++++ Text section ++++
I don't necessarily care for realism in a wargame. What I want is for me as a player to be in the same position of making decisions as the "fictional leader" in the game system who is making the decisions. Every wargame has higher-scale and lower-scale abstractions. That is, the game focuses on the details of a very specific scale. In Europe Engulfed, you don't care about an individual soldier getting shot in the leg. In ASL, you don't care about next month's fuel supply being cut off. CC:E puts the abstraction between me, the fictional leader, and the game. To me, the idea that "the cards really give you the feeling of lack of control just like a real battle" sounds really lame. In truth, it's probably more like "we wanted to include all the common wargame concepts without the complexity and this is what we ended up with". However, this comes at a cost. In ASL, I can at least TRY to do stuff. In CC:E, I usually can't even try to do what I want. It doesn't feel like my orders are getting lost or being disobeyed. It feels like I am locked in a room unable to speak at all. If you really wanted the uncertainty of orders getting through or being carried out, there are simple ways to design that in that make sense. The designers wanted the feel of a card-driven game. That's fine. There's no need to make excuses for it.
++++ Listed records ++++
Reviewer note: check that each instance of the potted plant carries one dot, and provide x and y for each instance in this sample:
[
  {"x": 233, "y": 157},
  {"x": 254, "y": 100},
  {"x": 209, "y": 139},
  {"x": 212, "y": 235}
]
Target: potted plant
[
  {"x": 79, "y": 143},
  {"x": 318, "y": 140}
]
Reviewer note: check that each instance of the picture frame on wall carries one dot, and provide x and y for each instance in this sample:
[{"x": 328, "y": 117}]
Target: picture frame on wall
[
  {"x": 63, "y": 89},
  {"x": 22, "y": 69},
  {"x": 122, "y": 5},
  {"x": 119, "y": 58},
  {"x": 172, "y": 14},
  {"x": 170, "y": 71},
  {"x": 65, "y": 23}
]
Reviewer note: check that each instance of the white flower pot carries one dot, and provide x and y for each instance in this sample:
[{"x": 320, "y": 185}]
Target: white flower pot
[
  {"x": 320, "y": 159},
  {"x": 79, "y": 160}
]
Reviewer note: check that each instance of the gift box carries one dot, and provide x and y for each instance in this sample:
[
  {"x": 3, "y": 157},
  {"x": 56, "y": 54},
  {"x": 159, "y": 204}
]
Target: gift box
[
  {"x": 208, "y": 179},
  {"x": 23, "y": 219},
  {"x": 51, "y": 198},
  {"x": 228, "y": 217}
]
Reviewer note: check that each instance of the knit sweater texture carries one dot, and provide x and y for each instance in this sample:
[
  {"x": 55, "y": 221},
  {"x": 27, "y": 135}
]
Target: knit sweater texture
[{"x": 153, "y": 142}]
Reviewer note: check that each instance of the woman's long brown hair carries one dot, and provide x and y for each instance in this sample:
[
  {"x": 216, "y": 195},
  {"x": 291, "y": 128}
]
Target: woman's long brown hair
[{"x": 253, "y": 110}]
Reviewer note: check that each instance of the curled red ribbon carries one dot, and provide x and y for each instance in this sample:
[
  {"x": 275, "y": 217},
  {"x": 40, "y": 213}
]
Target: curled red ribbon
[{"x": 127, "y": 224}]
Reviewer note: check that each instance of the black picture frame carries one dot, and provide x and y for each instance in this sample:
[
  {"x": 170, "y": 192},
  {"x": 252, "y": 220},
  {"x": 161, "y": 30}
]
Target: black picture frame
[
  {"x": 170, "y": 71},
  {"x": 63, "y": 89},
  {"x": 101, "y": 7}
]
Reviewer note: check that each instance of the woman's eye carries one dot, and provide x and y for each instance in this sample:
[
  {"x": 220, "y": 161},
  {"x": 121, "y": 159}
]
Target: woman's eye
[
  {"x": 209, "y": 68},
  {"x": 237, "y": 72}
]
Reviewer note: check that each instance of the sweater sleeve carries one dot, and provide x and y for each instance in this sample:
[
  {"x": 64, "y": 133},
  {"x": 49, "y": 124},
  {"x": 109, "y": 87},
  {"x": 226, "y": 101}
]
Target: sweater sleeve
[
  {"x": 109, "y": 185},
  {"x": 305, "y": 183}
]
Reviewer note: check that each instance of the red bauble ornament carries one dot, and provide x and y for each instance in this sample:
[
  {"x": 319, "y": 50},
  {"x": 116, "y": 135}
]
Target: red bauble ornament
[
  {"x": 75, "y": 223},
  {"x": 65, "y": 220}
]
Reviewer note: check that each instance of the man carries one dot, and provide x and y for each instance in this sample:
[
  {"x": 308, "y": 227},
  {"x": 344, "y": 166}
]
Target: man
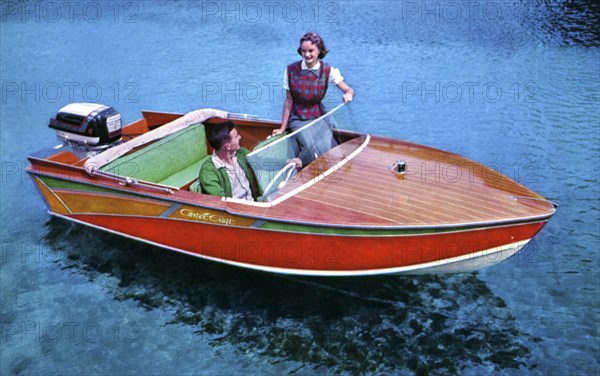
[{"x": 228, "y": 173}]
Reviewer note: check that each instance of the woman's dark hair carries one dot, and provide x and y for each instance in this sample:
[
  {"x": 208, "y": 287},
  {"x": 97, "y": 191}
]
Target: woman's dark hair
[
  {"x": 219, "y": 134},
  {"x": 315, "y": 39}
]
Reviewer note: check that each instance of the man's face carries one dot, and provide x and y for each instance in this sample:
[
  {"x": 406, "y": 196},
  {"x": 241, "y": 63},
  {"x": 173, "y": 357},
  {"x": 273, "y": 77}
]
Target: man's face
[{"x": 234, "y": 141}]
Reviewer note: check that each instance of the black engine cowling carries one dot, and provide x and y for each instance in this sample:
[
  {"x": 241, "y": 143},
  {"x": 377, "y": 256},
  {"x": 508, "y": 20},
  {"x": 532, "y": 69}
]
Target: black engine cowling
[{"x": 87, "y": 124}]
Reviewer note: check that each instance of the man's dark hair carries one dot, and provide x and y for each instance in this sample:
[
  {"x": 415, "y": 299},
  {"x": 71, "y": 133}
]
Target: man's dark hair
[{"x": 219, "y": 134}]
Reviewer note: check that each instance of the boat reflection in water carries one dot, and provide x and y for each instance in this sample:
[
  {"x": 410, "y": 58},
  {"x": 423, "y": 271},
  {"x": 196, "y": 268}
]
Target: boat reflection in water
[{"x": 362, "y": 204}]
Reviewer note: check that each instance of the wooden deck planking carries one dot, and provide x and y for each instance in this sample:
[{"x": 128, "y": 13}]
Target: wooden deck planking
[{"x": 481, "y": 196}]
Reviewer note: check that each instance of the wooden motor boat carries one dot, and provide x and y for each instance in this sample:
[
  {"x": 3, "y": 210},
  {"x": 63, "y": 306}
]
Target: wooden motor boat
[{"x": 367, "y": 205}]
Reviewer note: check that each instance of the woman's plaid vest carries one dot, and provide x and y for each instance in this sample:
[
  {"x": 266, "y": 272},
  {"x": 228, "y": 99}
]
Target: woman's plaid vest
[{"x": 308, "y": 90}]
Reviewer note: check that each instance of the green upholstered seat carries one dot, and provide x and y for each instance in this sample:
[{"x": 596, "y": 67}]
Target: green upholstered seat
[{"x": 174, "y": 160}]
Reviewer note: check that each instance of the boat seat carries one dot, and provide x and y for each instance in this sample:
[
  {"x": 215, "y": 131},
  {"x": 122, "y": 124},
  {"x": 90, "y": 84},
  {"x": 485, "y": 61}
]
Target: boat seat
[{"x": 174, "y": 160}]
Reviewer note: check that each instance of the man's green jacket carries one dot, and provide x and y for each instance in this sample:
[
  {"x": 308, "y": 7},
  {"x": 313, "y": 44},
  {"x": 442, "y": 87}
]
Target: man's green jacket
[{"x": 215, "y": 181}]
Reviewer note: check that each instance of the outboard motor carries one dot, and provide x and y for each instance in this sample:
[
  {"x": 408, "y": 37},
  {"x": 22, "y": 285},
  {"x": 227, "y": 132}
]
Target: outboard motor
[{"x": 89, "y": 126}]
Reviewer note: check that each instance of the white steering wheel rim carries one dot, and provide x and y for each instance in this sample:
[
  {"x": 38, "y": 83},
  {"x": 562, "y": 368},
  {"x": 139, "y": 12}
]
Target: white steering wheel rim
[{"x": 288, "y": 169}]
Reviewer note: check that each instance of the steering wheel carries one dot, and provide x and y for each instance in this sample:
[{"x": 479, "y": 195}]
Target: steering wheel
[{"x": 279, "y": 180}]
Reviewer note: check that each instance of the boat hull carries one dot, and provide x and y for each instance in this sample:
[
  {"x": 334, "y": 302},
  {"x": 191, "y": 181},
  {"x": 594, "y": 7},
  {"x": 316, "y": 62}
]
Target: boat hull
[
  {"x": 285, "y": 252},
  {"x": 348, "y": 213}
]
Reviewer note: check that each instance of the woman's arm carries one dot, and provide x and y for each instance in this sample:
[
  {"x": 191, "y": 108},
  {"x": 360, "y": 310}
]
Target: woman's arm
[{"x": 347, "y": 90}]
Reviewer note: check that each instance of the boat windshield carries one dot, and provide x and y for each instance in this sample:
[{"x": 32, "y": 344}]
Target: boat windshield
[{"x": 326, "y": 138}]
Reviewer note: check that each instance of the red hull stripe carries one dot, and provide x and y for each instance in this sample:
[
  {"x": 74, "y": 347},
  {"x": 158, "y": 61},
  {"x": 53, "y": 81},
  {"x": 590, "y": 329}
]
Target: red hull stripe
[{"x": 275, "y": 249}]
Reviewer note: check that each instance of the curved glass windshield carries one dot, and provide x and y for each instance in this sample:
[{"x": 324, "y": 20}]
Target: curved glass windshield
[{"x": 309, "y": 143}]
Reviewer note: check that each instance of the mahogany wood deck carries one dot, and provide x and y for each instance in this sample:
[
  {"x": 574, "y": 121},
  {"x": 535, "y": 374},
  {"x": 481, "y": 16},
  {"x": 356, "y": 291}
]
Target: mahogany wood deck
[{"x": 438, "y": 189}]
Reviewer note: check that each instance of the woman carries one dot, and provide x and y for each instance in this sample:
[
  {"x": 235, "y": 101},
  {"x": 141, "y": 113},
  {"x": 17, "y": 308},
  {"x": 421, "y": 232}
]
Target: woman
[{"x": 306, "y": 83}]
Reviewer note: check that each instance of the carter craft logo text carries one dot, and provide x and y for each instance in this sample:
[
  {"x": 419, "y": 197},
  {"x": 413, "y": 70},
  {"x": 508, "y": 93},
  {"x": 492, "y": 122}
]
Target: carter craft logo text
[{"x": 206, "y": 217}]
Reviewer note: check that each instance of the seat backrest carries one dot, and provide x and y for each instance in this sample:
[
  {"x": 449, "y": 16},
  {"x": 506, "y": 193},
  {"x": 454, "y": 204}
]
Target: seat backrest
[{"x": 163, "y": 158}]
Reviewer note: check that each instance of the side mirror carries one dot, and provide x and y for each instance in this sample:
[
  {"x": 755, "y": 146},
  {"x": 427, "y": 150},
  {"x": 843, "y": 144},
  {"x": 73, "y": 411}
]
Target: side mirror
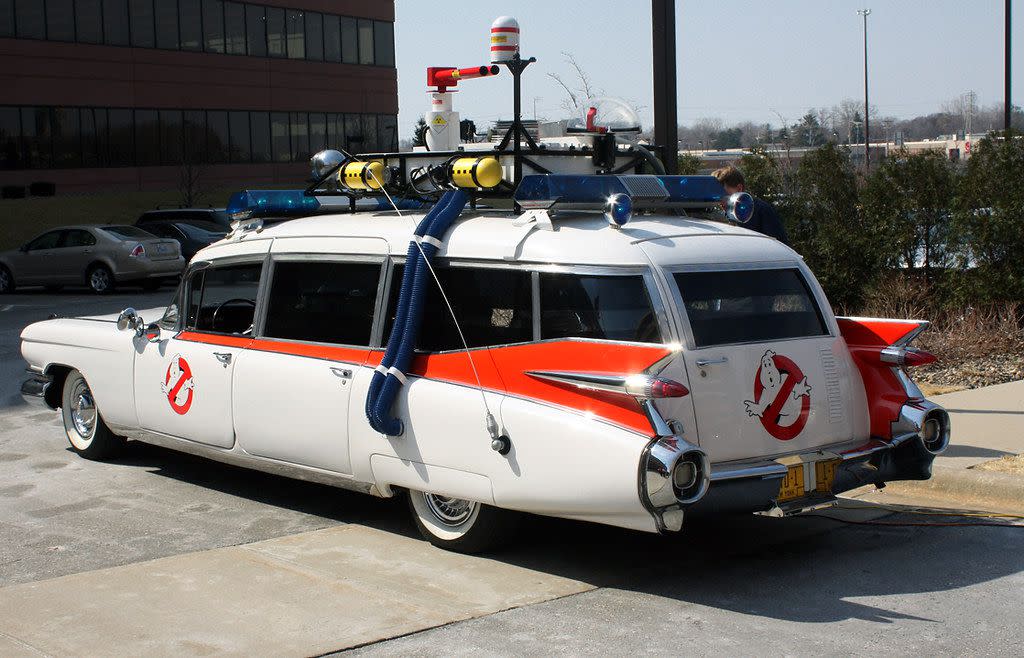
[
  {"x": 129, "y": 319},
  {"x": 739, "y": 208},
  {"x": 152, "y": 332}
]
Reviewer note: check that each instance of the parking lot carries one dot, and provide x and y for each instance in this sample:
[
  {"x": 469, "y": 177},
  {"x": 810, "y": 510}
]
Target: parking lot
[{"x": 809, "y": 585}]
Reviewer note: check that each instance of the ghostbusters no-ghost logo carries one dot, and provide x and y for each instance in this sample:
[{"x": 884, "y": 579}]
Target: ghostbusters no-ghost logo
[
  {"x": 178, "y": 385},
  {"x": 781, "y": 397}
]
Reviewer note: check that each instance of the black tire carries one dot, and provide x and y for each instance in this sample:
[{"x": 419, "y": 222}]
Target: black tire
[
  {"x": 461, "y": 526},
  {"x": 6, "y": 280},
  {"x": 99, "y": 278},
  {"x": 87, "y": 433}
]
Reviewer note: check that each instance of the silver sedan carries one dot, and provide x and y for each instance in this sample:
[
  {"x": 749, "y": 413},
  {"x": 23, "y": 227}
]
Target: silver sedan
[{"x": 99, "y": 257}]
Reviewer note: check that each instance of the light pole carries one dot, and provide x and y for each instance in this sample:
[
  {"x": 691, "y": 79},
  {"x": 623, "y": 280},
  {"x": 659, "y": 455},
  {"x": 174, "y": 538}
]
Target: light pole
[{"x": 867, "y": 125}]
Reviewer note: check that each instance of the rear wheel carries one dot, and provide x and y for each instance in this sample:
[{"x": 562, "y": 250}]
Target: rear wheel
[
  {"x": 100, "y": 279},
  {"x": 6, "y": 280},
  {"x": 87, "y": 433},
  {"x": 456, "y": 524}
]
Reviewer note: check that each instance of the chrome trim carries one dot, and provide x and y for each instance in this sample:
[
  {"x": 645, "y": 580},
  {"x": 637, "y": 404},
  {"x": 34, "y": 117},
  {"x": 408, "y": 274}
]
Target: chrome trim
[{"x": 237, "y": 456}]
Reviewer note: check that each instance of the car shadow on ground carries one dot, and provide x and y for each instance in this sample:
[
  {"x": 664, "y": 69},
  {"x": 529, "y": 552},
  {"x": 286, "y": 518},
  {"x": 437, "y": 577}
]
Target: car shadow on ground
[{"x": 808, "y": 569}]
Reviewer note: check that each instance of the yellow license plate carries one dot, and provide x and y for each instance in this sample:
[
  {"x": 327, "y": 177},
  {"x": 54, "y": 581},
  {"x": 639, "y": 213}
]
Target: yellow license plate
[
  {"x": 824, "y": 475},
  {"x": 793, "y": 484}
]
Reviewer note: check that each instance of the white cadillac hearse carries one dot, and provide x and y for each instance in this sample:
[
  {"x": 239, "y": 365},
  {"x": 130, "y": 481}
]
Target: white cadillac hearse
[{"x": 600, "y": 351}]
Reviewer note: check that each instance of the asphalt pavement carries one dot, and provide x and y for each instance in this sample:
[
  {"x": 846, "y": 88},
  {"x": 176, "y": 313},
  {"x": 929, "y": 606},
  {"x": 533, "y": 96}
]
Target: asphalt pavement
[{"x": 178, "y": 555}]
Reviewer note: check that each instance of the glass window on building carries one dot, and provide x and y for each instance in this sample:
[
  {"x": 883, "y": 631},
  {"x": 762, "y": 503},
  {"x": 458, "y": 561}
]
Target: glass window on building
[
  {"x": 213, "y": 26},
  {"x": 140, "y": 12},
  {"x": 366, "y": 42},
  {"x": 67, "y": 138},
  {"x": 194, "y": 132},
  {"x": 389, "y": 133},
  {"x": 353, "y": 134},
  {"x": 383, "y": 43},
  {"x": 241, "y": 147},
  {"x": 332, "y": 38},
  {"x": 121, "y": 144},
  {"x": 280, "y": 137},
  {"x": 6, "y": 18},
  {"x": 31, "y": 19},
  {"x": 146, "y": 137},
  {"x": 217, "y": 141},
  {"x": 166, "y": 16},
  {"x": 59, "y": 20},
  {"x": 275, "y": 35},
  {"x": 349, "y": 41},
  {"x": 88, "y": 20},
  {"x": 235, "y": 28},
  {"x": 260, "y": 133},
  {"x": 190, "y": 25},
  {"x": 300, "y": 136},
  {"x": 10, "y": 134},
  {"x": 314, "y": 36},
  {"x": 36, "y": 137},
  {"x": 317, "y": 132},
  {"x": 370, "y": 133},
  {"x": 116, "y": 23},
  {"x": 93, "y": 136},
  {"x": 256, "y": 30},
  {"x": 296, "y": 29},
  {"x": 171, "y": 137}
]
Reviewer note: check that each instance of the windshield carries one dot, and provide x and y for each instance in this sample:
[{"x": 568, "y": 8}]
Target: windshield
[
  {"x": 205, "y": 231},
  {"x": 128, "y": 232}
]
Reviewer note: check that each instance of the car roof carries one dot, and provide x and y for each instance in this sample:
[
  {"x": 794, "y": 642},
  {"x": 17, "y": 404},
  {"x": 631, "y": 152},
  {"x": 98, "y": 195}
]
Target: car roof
[{"x": 577, "y": 238}]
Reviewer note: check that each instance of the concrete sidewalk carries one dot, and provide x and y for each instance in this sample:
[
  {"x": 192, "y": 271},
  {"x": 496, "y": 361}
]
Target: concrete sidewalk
[
  {"x": 987, "y": 424},
  {"x": 302, "y": 595}
]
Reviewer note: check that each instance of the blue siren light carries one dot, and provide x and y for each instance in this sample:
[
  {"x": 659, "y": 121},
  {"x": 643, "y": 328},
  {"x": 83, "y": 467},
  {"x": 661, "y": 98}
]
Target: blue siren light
[
  {"x": 595, "y": 191},
  {"x": 270, "y": 203}
]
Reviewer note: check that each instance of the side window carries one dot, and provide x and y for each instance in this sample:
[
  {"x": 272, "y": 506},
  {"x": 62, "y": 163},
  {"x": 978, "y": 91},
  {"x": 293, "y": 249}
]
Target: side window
[
  {"x": 323, "y": 302},
  {"x": 608, "y": 307},
  {"x": 494, "y": 307},
  {"x": 222, "y": 300},
  {"x": 46, "y": 240},
  {"x": 749, "y": 306},
  {"x": 78, "y": 237}
]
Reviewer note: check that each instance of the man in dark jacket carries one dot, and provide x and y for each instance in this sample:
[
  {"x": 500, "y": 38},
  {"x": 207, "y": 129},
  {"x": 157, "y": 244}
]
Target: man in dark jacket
[{"x": 765, "y": 219}]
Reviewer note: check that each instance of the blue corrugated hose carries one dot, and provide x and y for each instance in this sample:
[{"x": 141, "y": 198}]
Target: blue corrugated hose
[{"x": 409, "y": 315}]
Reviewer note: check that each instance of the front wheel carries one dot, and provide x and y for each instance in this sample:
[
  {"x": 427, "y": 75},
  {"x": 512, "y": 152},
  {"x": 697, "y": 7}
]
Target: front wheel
[
  {"x": 87, "y": 433},
  {"x": 459, "y": 525}
]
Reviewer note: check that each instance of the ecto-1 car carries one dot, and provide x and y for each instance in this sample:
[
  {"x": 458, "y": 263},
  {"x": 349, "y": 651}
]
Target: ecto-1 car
[{"x": 621, "y": 365}]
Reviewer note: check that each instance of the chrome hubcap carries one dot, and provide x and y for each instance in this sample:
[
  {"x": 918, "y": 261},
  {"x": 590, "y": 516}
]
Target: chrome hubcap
[
  {"x": 99, "y": 279},
  {"x": 83, "y": 410},
  {"x": 451, "y": 512}
]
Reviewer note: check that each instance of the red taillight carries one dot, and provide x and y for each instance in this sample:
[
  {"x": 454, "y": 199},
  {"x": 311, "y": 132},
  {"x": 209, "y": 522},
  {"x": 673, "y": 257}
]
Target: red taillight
[
  {"x": 667, "y": 388},
  {"x": 914, "y": 357}
]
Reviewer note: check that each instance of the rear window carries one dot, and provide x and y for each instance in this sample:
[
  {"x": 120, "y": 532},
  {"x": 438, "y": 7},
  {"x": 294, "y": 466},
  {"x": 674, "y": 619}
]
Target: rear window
[
  {"x": 604, "y": 307},
  {"x": 128, "y": 232},
  {"x": 749, "y": 306}
]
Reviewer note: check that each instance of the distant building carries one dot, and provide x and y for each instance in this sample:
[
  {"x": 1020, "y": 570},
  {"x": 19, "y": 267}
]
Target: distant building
[{"x": 122, "y": 94}]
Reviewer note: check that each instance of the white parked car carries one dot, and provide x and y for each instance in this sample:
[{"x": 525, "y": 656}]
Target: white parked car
[{"x": 629, "y": 376}]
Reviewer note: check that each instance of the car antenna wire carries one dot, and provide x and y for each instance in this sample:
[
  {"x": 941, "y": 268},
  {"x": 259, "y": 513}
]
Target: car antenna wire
[{"x": 498, "y": 442}]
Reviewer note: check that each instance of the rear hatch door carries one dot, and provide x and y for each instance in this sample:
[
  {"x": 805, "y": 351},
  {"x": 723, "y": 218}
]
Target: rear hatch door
[{"x": 764, "y": 378}]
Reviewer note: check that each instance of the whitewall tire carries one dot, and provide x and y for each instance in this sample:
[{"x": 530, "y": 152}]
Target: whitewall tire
[
  {"x": 86, "y": 431},
  {"x": 463, "y": 526}
]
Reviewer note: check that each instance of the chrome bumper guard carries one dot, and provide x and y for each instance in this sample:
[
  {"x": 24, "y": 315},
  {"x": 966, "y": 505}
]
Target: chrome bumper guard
[
  {"x": 34, "y": 389},
  {"x": 921, "y": 433}
]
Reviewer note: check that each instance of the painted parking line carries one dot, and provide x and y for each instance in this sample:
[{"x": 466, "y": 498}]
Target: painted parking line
[{"x": 301, "y": 595}]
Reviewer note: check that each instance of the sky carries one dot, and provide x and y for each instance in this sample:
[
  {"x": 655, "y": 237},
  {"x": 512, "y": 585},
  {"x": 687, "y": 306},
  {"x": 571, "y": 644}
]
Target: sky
[{"x": 737, "y": 59}]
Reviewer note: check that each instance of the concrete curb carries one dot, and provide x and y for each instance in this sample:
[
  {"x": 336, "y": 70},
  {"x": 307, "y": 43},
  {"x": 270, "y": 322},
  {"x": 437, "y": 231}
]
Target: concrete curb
[{"x": 984, "y": 490}]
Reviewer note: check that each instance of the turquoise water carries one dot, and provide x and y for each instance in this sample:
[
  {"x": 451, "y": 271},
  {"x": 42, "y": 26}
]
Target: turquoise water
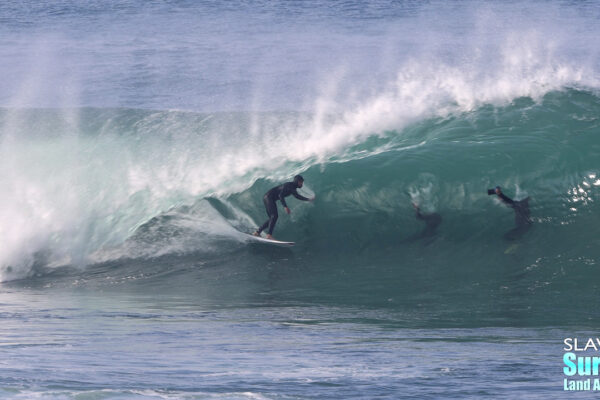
++++
- Do this
Please list every wargame the wargame commentary mentions by name.

- Complete response
Europe Engulfed, ASL, CC:E